Te maken opdrachten —
[A] Vat de tekst over de Koninklijke Akademie van Wetenschappen samen in twee zinnen.
[B] Neem uit de tekst over de Koninklijke Akademie van Wetenschappen letterlijk het stuk over van "Het valt niet" tot "te danken hebben.".
[C] Pak de tekst over de Koninklijke Akademie van Wetenschappen op waar hij ophoudt en schrijf hem verder.

Tekstfragment —
==============================

| |
Verslagen en mededeelingen der Koninklijke Akademie van Wetenschappen. Afdeeling Natuurkunde. Elfde Deel. Eerste Stuk. (Te) Amsterdam, (bij) C.G. van der Post, 1860. Prijs ƒ 1,20.
Het valt niet te ontkennen, dat men nu en dan nog al eens iets hoort aanmerken op het werk en de verrigtingen der bovengemelde akademie, en vooral dat er zich onder hare leden, mannen bevinden, die niet meer op de hoogte van hun' tijd staan, of het lidmaatschap van dat wetenschappelijk ligchaam niet aan hunne erkende kundigheden, maar alleen aan voorspraak en gunst te danken hebben.

==============================

Onderzochte gegevens —

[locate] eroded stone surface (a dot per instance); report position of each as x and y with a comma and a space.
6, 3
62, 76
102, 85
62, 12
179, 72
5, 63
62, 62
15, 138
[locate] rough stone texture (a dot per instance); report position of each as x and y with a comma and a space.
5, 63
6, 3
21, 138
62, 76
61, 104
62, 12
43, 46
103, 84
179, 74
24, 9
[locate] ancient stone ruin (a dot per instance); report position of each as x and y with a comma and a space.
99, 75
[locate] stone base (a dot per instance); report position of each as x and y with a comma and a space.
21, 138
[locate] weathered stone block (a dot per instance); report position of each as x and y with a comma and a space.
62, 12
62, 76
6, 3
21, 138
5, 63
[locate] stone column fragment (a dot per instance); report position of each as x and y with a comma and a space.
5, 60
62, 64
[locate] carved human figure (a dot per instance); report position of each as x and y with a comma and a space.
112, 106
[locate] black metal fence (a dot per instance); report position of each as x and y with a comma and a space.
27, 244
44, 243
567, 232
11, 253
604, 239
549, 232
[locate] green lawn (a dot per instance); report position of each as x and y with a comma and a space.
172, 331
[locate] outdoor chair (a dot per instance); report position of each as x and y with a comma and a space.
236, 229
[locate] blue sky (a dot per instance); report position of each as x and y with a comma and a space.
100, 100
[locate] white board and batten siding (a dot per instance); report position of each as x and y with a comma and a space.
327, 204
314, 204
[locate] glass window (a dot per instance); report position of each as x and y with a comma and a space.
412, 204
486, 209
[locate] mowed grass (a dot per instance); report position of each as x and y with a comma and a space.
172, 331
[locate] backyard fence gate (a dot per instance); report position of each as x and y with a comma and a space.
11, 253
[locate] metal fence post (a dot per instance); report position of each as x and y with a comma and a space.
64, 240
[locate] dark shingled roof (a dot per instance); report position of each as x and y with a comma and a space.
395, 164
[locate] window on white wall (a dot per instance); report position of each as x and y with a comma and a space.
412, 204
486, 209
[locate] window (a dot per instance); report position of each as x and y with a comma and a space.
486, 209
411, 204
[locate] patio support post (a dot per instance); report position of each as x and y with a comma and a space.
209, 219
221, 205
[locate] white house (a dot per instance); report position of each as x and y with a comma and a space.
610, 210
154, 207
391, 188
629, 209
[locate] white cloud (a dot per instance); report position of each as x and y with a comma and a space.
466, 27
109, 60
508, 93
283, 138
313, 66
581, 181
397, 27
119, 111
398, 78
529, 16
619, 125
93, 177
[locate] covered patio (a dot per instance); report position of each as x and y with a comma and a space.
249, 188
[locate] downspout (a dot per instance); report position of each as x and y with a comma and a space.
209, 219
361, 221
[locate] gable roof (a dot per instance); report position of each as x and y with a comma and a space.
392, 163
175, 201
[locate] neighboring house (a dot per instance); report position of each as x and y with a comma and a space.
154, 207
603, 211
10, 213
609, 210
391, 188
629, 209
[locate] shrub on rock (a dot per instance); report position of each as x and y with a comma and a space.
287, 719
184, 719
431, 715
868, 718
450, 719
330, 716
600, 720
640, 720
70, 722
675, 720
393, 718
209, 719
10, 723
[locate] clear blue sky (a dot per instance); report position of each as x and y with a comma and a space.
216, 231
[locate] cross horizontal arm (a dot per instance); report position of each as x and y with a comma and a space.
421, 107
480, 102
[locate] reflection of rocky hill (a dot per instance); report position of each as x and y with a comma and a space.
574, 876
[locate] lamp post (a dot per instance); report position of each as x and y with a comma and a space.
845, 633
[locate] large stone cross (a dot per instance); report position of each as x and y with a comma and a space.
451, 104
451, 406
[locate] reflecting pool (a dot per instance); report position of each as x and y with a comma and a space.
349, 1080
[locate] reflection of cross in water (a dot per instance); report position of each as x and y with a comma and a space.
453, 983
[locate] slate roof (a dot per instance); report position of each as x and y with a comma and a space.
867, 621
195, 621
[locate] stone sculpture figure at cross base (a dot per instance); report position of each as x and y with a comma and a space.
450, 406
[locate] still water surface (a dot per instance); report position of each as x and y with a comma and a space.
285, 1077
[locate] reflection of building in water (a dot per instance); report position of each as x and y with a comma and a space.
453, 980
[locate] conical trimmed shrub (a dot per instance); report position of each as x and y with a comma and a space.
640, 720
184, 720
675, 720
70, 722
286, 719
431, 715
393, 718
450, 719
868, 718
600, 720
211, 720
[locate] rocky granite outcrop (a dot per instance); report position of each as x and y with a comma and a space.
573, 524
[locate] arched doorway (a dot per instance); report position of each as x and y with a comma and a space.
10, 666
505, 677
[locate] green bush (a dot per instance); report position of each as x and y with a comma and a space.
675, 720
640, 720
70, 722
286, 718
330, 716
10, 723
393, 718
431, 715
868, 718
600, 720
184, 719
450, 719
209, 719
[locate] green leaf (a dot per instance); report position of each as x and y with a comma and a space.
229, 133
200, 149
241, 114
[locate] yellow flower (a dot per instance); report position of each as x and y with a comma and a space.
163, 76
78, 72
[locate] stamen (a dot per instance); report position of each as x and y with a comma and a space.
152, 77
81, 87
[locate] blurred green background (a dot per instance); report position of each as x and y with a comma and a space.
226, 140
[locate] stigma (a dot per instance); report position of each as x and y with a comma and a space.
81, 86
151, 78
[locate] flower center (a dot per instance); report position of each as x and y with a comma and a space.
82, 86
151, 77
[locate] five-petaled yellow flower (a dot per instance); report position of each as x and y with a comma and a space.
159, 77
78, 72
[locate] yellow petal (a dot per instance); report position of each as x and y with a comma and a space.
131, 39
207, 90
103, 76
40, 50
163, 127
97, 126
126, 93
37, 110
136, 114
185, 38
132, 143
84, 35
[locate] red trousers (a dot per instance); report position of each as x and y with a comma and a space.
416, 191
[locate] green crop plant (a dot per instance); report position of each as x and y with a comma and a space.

==============================

Gegeven antwoorden —
[A] De tekst vermeldt het elfde deel, eerste stuk, van de Verslagen en mededeelingen der Koninklijke Akademie van Wetenschappen, Afdeeling Natuurkunde, dat in 1860 in Amsterdam bij C.G. van der Post verscheen voor ƒ 1,20. Daarna stelt de tekst dat er af en toe kritiek klinkt op het werk van de akademie, vooral dat sommige leden niet meer op de hoogte van hun tijd zijn of hun lidmaatschap niet aan erkende kundigheden maar aan voorspraak en gunst te danken hebben.

[B]
Het valt niet te ontkennen, dat men nu en dan nog al eens iets hoort aanmerken op het werk en de verrigtingen der bovengemelde akademie, en vooral dat er zich onder hare leden, mannen bevinden, die niet meer op de hoogte van hun' tijd staan, of het lidmaatschap van dat wetenschappelijk ligchaam niet aan hunne erkende kundigheden, maar alleen aan voorspraak en gunst te danken hebben.

[C]
Wij zijn echter hier niet geroepen een oordeel daarover uit te spreken, maar willen veel liever wijzen op daadzaken, door uitstekende mannen geleverd en nêergelegd in de mededeelingen, die wij de eer hebben in deze bladen aan te kondigen. Wij zouden niet vrij te pleiten zijn van verwaandheid, indien wij ons als een autoriteit wilden beschouwd zien, ook al wezen wij met den vinger alle gebreken aan, die nog in menigte aan dat ligchaam te ontdekken zijn en wij houden ons overtuigd, dat, zoo niet allen, dan toch de meeste leden eene billijke teregtwijzing even gaarne,
| |
| |
ja welligt nog liever ontvangen dan eene geveinsde vleijerij, zoodat wij dus van hunnen kant (omdat wij met hen niet instemden, ofschoon wij voor eenigen hunner veel achting koesteren) geene boosaardige repliek verwachten, eindigende met de woorden van een' ergens opgemerkten briefschrijver aan het publiek: ‘ik vind mij verpligt met u te breken!’ Zoo iets toch verraadt onkunde, onwellevendheid en waan-wijsheid! Doch ad rem!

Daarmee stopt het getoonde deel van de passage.